━━━━━ Excerpt to read

Global Lessons: How Other Nations Succeeded
James Stewart, Partner and Chief Technology Officer at Public Digital, illustrated how countries with strong digital foundations have successfully integrated AI into public services.
- United Kingdom’s Foreign, Commonwealth & Development Office (FCDO) consolidated 120 web pages serving 220 countries, using AI to automate 70% of routine public enquiries, reducing response times and improving efficiency.
- Georgia (USA) transitioned an AI-powered treasury risk management tool from pilot to full production in just six months, demonstrating rapid scalability when governance and data infrastructure align.
- Barbados deployed a small but agile government team to digitize hundreds of public services using AI, proving that experimentation and problem-solving leadership are key to success.
Stewart noted that these successes were not driven by AI alone but by clear problem-solving, iterative testing, and leadership that prioritizes citizen needs.

━━━━━━━━━━
━━━━━ Dataset excerpts

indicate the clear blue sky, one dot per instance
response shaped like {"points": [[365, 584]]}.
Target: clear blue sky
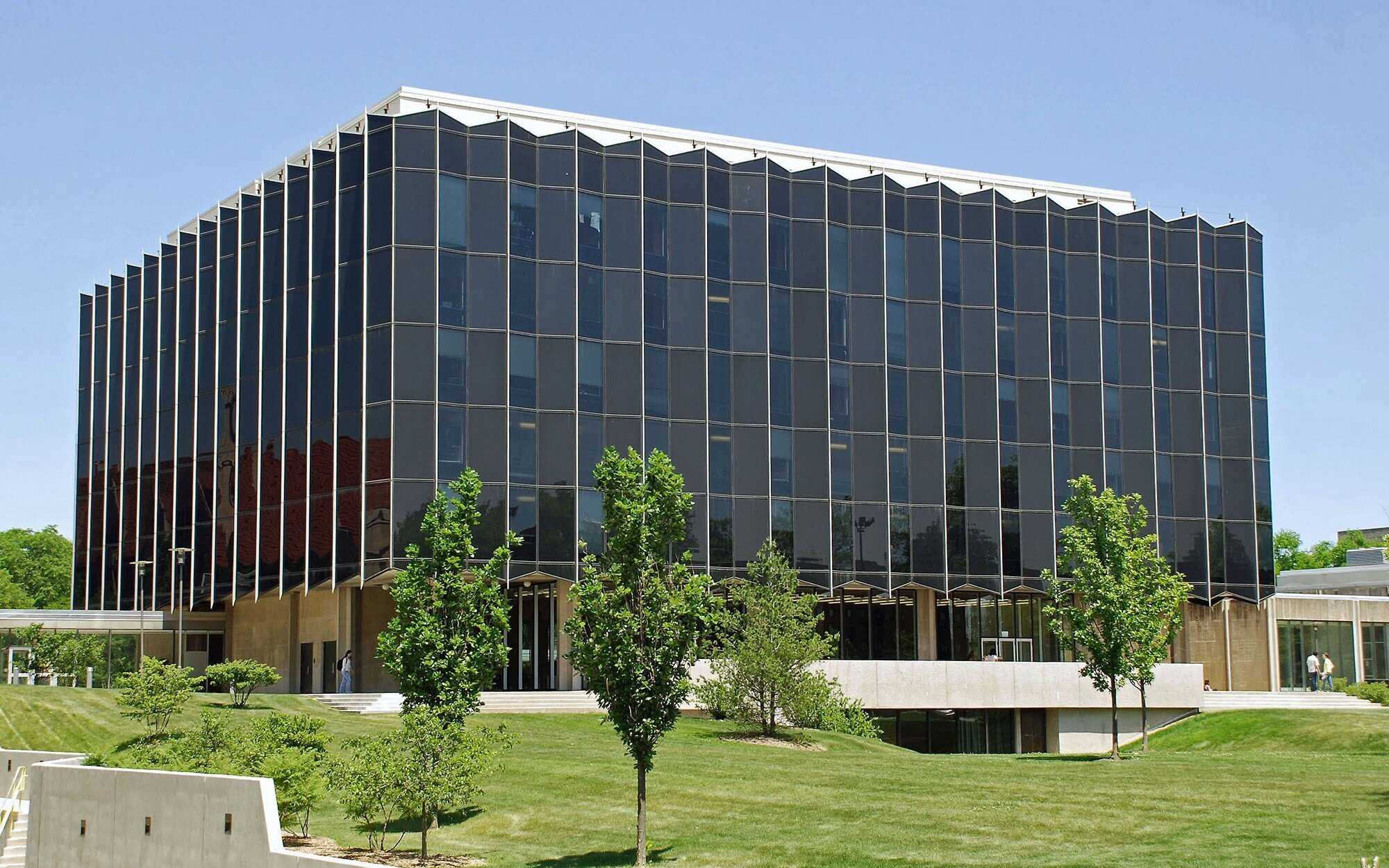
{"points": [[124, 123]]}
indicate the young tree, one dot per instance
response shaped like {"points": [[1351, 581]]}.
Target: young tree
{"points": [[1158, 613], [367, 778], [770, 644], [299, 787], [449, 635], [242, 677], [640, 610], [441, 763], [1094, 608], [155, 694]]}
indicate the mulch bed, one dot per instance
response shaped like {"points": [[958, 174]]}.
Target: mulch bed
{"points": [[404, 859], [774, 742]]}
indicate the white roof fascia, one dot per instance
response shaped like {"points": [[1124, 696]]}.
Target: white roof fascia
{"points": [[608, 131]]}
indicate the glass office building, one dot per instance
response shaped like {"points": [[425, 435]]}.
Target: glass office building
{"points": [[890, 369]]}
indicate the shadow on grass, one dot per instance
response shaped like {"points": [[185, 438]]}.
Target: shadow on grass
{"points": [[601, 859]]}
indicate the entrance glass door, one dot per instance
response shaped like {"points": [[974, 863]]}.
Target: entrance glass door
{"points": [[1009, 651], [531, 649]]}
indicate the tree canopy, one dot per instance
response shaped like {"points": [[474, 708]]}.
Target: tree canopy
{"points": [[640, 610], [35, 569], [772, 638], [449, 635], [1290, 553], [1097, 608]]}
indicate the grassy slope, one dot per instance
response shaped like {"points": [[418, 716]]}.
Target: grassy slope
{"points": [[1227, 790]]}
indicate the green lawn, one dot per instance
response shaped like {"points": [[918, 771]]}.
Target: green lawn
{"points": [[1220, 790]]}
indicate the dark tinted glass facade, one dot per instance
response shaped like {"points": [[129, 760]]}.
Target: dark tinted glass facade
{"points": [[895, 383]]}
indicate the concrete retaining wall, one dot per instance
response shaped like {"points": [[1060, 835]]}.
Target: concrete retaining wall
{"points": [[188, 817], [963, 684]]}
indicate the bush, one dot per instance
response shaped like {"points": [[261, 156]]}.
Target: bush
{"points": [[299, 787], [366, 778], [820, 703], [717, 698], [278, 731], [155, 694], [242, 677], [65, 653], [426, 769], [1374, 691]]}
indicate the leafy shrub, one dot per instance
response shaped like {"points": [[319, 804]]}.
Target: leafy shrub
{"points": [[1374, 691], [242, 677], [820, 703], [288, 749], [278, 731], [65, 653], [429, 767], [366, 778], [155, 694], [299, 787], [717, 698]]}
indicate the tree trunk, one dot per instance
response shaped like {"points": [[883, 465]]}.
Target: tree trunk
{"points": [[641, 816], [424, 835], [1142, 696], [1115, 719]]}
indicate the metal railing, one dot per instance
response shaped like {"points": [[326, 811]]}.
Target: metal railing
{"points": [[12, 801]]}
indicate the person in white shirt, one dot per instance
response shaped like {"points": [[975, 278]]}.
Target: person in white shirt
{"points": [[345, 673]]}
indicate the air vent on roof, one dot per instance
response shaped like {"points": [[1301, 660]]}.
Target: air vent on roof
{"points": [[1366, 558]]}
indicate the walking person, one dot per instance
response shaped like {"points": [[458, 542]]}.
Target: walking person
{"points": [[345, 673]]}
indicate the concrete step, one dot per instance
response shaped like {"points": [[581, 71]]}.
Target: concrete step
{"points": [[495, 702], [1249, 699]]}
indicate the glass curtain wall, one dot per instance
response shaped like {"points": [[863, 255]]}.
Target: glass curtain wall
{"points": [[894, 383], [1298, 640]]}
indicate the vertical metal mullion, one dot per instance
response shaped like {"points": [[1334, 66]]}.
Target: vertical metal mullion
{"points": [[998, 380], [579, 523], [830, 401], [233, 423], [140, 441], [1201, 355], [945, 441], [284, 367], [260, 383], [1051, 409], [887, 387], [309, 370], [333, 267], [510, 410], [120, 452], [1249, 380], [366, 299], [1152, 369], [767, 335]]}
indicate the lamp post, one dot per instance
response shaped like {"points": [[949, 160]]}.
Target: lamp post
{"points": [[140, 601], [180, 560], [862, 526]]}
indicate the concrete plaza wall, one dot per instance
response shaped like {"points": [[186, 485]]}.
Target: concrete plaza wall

━━━━━━━━━━

• Tasks:
**1)** Reproduce verbatim the stretch of the passage on how other nations succeeded with AI from "Global Lessons: How" through "data infrastructure align.".
**2)** In the passage on how other nations succeeded with AI, what share of routine public enquiries did the FCDO automate with AI?
Work only from the passage on how other nations succeeded with AI.

• Answers:
**1)**
Global Lessons: How Other Nations Succeeded
James Stewart, Partner and Chief Technology Officer at Public Digital, illustrated how countries with strong digital foundations have successfully integrated AI into public services.
- United Kingdom’s Foreign, Commonwealth & Development Office (FCDO) consolidated 120 web pages serving 220 countries, using AI to automate 70% of routine public enquiries, reducing response times and improving efficiency.
- Georgia (USA) transitioned an AI-powered treasury risk management tool from pilot to full production in just six months, demonstrating rapid scalability when governance and data infrastructure align.

**2)** 70%